— Material for this task —
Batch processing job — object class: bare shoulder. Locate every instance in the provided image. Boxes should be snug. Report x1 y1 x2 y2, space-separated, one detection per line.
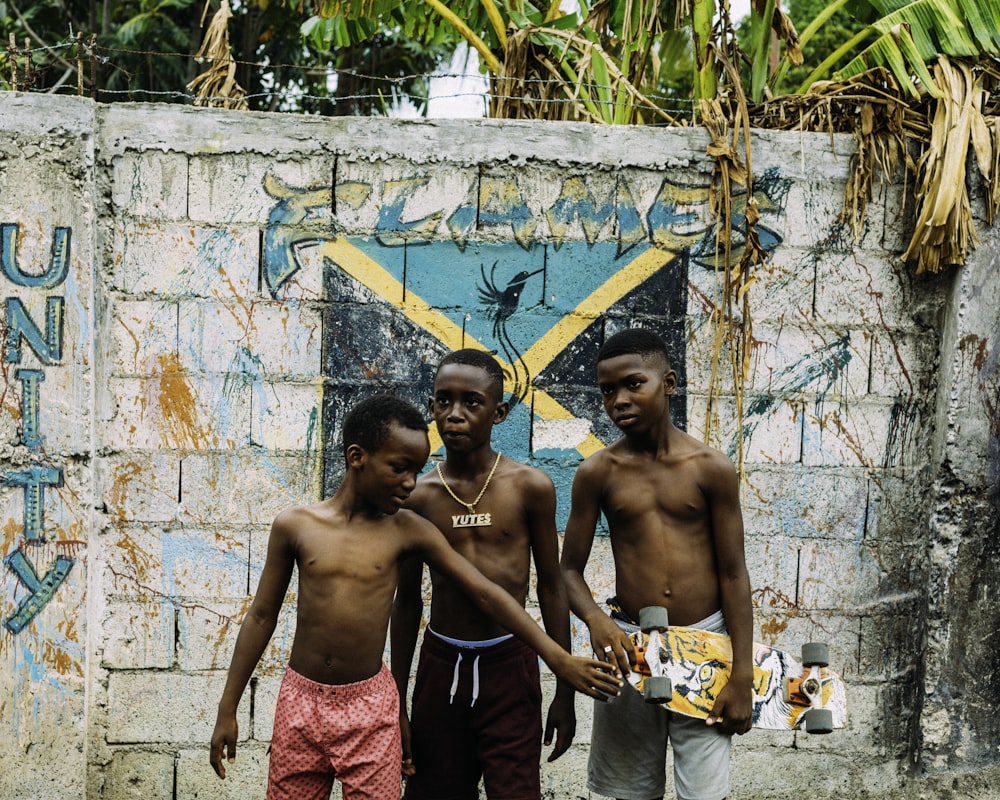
501 457 555 499
271 505 316 538
386 510 441 550
406 469 442 517
684 434 737 488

— Exercise details —
Copy the records above word for word, leaving out the pictures.

— Solved problem —
Batch processing job — object class: bare shoulder. Locate every instance in the provided image. Boxes should be snug. Report x1 y1 x2 y2, space-separated, one detection per line.
501 457 555 499
271 505 316 538
386 510 441 550
406 469 442 517
684 434 737 488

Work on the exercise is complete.